* Selected passage:
There is generally a “Read Me” file located in the programs folder that will tell you how to use the software. Otherwise, remember again that Google is your friend. Typing in “How do I do …..” into Google, will bring up a list of ways to do just that. With Google, you can literally ask it a question, and it will spit out answers for you. There are often YouTube videos, as well, that will show you how to use software.
Someone called and said they were from, “Microsoft”, or “Windows 7”, or a “Microsoft Partner”, and told me that there was something wrong with my computer. Should I believe them?
Hang up. It’s a scam. No if’s, and’s or but’s about it. Don’t give them any information. Don’t let them have access to your computer. Don’t do anything they ask for. No one Is watching your computer, or monitoring your anti-virus, or checking for unusual activity. Microsoft doesn’t care what you are doing with your computer, as long as you’re not pirating their software. These calls are coming from off-shore companies that buy demographics lists from other 3rd party vendors. They specifically target older, retired home owners, because they feel that they probably don’t know much about computers and would therefore be easy targets. Ignore anything they may tell you. If you are concerned about your computer, or what they may have done, give us a call and we’ll set up an appointment to come out and take a look.
How do I connect to my wireless network?
From Windows, look to the bottom right of your screen and look for an icon that looks like a series of bars, indicating signal strength. From there, click on the icon. This will bring up a box that will include all of the wireless networks that your computer can see. If you know the name of your network, and your network password, find it on the list and click on it to type in your password. Your computer will do the rest and when you have full bars, with no red “X”, then you are connected. If you are using a Mac or Linux computer, this icon is generally on the top of the screen, depending on which OS version you are using.
How can I tell if I’m connected to the Internet?
If you hooked up through a wireless network, as above, then you’ll see the status bars on your taskbar filled in. If you’re connected to a wired, or Ethernet connection, you’ll see a different icon in the same place, but there won’t be a red “X”. If there is, then there is no connection either wired or wireless. You can always open a web browser, too, and see if you can connect to a specific website. If you can, you’re connected. If not, and you’re sure you’ve connected everything correctly, give us a call.

* Data extracts:
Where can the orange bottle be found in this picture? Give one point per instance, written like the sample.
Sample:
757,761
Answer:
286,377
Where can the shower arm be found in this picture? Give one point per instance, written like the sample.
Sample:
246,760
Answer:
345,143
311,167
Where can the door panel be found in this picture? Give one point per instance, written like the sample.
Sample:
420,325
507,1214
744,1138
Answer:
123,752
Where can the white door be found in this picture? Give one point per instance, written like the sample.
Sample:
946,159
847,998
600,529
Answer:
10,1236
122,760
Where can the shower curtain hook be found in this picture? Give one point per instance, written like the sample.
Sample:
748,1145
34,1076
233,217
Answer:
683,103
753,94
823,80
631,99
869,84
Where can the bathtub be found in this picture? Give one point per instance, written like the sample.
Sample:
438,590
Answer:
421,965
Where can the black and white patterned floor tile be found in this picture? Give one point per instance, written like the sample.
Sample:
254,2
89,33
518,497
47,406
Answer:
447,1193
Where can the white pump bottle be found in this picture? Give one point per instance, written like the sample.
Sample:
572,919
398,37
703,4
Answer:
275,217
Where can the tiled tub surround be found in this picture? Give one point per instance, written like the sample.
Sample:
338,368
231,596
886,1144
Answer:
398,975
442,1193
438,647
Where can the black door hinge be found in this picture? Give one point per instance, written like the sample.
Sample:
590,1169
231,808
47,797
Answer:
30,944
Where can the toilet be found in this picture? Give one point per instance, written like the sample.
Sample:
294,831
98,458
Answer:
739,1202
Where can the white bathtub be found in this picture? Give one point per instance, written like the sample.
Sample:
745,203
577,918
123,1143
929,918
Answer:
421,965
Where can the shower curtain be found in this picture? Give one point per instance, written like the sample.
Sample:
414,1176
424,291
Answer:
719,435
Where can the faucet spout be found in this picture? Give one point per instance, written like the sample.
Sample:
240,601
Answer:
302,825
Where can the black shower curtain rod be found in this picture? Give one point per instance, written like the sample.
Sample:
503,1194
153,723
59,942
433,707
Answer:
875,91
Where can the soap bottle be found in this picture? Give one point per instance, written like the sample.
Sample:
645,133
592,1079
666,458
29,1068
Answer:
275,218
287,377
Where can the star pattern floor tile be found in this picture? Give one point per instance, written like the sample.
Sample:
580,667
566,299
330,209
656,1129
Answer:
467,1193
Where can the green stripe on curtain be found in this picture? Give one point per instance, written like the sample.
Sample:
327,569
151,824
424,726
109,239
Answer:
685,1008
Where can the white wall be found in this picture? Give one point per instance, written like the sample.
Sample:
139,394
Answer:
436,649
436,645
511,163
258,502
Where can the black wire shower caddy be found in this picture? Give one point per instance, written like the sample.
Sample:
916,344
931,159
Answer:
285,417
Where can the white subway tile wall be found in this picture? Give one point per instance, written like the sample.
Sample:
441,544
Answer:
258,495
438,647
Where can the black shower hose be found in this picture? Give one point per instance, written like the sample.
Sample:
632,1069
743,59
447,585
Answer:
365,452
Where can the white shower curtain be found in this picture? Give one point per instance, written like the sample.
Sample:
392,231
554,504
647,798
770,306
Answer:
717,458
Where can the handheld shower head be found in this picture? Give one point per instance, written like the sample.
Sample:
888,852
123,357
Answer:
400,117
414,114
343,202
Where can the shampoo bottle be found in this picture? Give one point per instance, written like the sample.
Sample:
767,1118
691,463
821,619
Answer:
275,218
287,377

* What to do:
**a.** Print the computer help text from "How can I tell" to "give us a call.".
**b.** Proceed with the computer help text, starting after its final sentence.

* Expected responses:
**a.**
How can I tell if I’m connected to the Internet?
If you hooked up through a wireless network, as above, then you’ll see the status bars on your taskbar filled in. If you’re connected to a wired, or Ethernet connection, you’ll see a different icon in the same place, but there won’t be a red “X”. If there is, then there is no connection either wired or wireless. You can always open a web browser, too, and see if you can connect to a specific website. If you can, you’re connected. If not, and you’re sure you’ve connected everything correctly, give us a call.

**b.**
Do I need to turn off my computer when I’m not using it?
Back in the day, computers weren’t nearly as reliable after turning them off. Nowadays, computers and their power supplies, motherboards and other components, are much more reliable. So there is no real worry about a computer not booting up, unless there’s something seriously wrong with it. So really, it’s up to you. I have one system that’s on 24 hours/day, 7 days/week, 365 days/year. I have another one that’s set to turn itself off when I’m not using it. And a third that I only turn on when I want to do work on it, and I turn it off when I’m done. Each is reliable and fully functional. As with any electronic device, there’s always a possibility that something will malfunction, though. If it does, give us a call. We may be able to salvage your system.
Do I need a separate router if my ISP (Cable/phone company), already gave me a modem + router?
It depends. I use a separate router to provide my wireless network, and also connect my network printers, NAS, and media server all to the same network. One advantage of this is that if my modem from the ISP ever goes down or dies, my home network will still be up and running. That can happen, as the boxes that the ISP gives you, are made as cheaply as possible, especially with wireless components. Almost any router that you buy from a store or order online, is going to be built better and will probably last longer. I know of clients who replace the modem from their ISP as often as every 6 months, as they just keep having them fail.